** Sayfa Alıntısı **
Venedik Komisyonu Raporu: KHK İle atılanlar için iç hukuk yolu tükenmiştir [Haber-İnceleme: Erman Yalaz]

Avrupa Parlamentosu’nun ve Avrupa Konseyi’nin anayasal konulardaki danışma organı olan Venedik Komisyonu Türkiye Raporu’nda önemli bir ayrıntı ortaya çıktı.

Venedik Komisyonu’nun 48 sayfalık raporun 43. sayfasında hükümetin ihraçlarla ilgili cevabına yer verildi.  Buna göre hükümet ihraçları savunmak için Venedik Komisyonu’na “Anayasa Mahkemesi ve mahkemeler nezdinde KHK ile ihraç edilenler için dava ve bireysel başvuru yolu yoktur” cevabını vermiş.  Bu cevap Resmi Gazete’de çarşaf çarşaf listeler yayınlanarak keyfi olarak işlerine son verilen on binlerce devlet memuruna hiçbir şekilde geri dönüş hakkı verilmediği anlamına geliyor.

Hükümet, Venedik Komisyonu’na verdiği cevapta HSYK’nın yaklaşık 4 bin hakimi ihraç etmesinde idari yargı ve AYM yolunun açık olduğunu, ancak KHK’larda ekli listelerle atılanlara bunun uygulanamayacağını savundu. AKP hükümetine göre KHK’lar ‘kanun normunda’ ve yapılan işlemler ‘yasama işlemi karakteristiğine sahip’:

“İhraçlar, KHK’nın verdiği yetkiyle idari kurullarca yapılmışsa, bu ihraçlara karşı yargısal başvuru yolları vardır. (HSYK gibi) Bu ihraçlara karşı bireysel başvuru yapılabilir. Bunun tam aksi olarak, ihraçlar KHK’lara eklenmiş listeler halinde yapılmış ise bu ihraçlar da yasama işlemi karasteristiğine sahiptir. Bu tür ihraçlara karşı dava ve bireysel başvuru yolu mümkün değildir.”

[Nokta Tabanlı Etiketleme Verileri]
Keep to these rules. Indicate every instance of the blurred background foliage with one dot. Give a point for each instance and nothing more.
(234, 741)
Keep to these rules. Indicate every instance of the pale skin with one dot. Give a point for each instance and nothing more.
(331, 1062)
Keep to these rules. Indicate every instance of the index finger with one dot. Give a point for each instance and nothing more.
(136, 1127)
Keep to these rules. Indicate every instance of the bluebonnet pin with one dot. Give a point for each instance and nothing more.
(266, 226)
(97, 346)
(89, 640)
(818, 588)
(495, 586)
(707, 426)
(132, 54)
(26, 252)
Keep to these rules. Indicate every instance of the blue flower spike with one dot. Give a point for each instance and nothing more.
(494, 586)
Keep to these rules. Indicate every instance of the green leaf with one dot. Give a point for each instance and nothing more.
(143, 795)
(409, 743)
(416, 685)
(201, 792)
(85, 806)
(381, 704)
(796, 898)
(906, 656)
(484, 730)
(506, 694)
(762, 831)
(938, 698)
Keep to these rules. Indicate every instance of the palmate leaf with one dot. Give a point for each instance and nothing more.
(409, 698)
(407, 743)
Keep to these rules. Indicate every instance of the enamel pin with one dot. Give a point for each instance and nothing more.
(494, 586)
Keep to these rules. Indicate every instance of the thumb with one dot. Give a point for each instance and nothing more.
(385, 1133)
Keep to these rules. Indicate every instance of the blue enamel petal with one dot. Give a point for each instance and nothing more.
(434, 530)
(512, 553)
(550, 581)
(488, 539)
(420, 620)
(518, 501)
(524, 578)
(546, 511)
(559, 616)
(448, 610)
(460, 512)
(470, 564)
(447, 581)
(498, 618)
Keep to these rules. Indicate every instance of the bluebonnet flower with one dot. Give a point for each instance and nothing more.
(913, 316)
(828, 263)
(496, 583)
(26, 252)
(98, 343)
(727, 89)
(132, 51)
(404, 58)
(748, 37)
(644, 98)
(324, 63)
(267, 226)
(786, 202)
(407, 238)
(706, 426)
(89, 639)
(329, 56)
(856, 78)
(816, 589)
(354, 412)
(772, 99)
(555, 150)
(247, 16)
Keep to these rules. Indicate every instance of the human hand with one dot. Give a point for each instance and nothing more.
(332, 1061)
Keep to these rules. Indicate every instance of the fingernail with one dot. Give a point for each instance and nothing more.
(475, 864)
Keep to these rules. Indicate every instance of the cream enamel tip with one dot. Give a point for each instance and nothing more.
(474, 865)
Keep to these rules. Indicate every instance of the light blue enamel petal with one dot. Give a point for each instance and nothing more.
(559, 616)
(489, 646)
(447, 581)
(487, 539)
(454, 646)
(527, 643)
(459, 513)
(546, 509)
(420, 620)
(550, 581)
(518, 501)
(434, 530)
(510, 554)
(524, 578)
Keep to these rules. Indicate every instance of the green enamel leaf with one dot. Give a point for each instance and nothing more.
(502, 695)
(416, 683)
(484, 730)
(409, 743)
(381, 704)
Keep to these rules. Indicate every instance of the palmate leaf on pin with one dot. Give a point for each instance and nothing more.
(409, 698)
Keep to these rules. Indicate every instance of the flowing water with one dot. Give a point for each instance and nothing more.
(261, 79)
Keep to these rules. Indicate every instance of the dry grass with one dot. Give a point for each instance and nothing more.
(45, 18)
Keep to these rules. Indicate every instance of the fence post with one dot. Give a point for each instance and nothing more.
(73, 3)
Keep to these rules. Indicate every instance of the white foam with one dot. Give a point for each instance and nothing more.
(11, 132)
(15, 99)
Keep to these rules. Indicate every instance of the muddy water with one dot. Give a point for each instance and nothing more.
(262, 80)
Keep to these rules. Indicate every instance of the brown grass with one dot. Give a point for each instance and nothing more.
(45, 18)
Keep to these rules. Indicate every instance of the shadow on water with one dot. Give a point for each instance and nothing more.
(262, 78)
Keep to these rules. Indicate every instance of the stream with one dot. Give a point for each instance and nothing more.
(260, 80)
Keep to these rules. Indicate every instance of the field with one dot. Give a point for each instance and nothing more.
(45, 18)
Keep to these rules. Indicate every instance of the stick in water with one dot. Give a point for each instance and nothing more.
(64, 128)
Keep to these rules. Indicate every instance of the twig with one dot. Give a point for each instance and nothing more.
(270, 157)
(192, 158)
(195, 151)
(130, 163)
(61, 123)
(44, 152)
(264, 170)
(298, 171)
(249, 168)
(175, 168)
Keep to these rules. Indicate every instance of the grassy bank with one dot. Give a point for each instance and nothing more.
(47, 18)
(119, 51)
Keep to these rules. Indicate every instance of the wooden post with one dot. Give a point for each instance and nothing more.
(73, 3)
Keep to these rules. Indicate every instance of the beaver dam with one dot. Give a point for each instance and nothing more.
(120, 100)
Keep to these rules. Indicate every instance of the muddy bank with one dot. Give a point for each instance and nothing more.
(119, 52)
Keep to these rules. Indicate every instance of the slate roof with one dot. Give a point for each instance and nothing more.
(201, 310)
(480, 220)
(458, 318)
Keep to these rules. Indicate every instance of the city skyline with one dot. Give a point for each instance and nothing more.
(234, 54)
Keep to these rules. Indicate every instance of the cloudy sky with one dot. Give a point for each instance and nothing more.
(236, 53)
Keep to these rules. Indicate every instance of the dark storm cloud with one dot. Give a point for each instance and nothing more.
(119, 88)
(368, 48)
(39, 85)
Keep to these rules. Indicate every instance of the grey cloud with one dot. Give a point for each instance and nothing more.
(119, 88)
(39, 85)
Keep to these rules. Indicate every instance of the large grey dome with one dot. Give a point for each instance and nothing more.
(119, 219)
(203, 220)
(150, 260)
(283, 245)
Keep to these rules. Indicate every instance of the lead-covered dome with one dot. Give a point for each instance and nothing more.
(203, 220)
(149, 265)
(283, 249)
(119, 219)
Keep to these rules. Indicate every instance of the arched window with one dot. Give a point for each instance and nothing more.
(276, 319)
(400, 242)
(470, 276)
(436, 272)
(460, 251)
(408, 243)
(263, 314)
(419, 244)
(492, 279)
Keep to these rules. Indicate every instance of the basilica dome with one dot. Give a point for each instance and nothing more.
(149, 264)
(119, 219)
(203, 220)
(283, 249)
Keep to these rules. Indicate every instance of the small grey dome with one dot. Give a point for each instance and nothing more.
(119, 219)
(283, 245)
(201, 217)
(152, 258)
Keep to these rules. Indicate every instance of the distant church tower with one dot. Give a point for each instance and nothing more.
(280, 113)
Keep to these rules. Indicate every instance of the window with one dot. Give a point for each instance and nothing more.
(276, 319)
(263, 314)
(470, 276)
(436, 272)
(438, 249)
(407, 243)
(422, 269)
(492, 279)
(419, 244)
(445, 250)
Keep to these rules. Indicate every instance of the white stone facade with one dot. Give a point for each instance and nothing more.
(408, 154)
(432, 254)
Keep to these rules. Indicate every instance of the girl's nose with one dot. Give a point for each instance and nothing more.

** Yazılı Görev **
Venedik Komisyonu haberinde "Venedik Komisyonu Raporu: KHK" ifadesini içeren yerden başlayıp "verilmediği anlamına geliyor." ifadesinden sonra durarak bu bölümü hiçbir değişiklik yapmadan yazın. Listenin kullanılmasına gerek yoktur.

** Çıktı **
Venedik Komisyonu Raporu: KHK İle atılanlar için iç hukuk yolu tükenmiştir [Haber-İnceleme: Erman Yalaz]

Avrupa Parlamentosu’nun ve Avrupa Konseyi’nin anayasal konulardaki danışma organı olan Venedik Komisyonu Türkiye Raporu’nda önemli bir ayrıntı ortaya çıktı.

Venedik Komisyonu’nun 48 sayfalık raporun 43. sayfasında hükümetin ihraçlarla ilgili cevabına yer verildi.  Buna göre hükümet ihraçları savunmak için Venedik Komisyonu’na “Anayasa Mahkemesi ve mahkemeler nezdinde KHK ile ihraç edilenler için dava ve bireysel başvuru yolu yoktur” cevabını vermiş.  Bu cevap Resmi Gazete’de çarşaf çarşaf listeler yayınlanarak keyfi olarak işlerine son verilen on binlerce devlet memuruna hiçbir şekilde geri dönüş hakkı verilmediği anlamına geliyor.